Direction | Copy every line in the stretch from the line containing "The locate routine indicates the red tile" through the end of the entries, raising each x and y coordinate value by 22.

Provided information |
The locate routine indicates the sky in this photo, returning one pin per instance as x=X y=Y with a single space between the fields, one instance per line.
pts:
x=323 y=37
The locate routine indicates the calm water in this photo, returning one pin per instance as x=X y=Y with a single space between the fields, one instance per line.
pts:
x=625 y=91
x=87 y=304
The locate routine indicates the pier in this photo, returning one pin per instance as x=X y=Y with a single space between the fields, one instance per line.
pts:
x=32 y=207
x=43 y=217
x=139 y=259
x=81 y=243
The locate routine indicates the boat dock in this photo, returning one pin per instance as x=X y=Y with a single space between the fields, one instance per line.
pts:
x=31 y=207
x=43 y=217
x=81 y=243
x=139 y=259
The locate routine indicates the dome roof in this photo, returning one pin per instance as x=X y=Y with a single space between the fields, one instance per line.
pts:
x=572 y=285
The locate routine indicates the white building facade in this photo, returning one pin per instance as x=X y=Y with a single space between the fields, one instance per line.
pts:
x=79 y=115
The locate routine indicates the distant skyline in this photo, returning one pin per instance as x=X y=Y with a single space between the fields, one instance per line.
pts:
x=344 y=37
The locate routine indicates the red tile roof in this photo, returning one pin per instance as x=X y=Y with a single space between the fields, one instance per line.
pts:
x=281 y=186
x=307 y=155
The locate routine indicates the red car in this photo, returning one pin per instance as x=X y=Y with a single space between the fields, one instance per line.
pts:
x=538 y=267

Written answer |
The locate routine indicates the red tile roof in this photo, returning one pin per instance as x=X y=Y with a single space between the fields, one instance per line.
pts:
x=303 y=208
x=329 y=177
The locate routine indicates the red car in this photo, returning one pin per instance as x=X y=Y with a single space between the fields, one instance per line.
pts:
x=560 y=289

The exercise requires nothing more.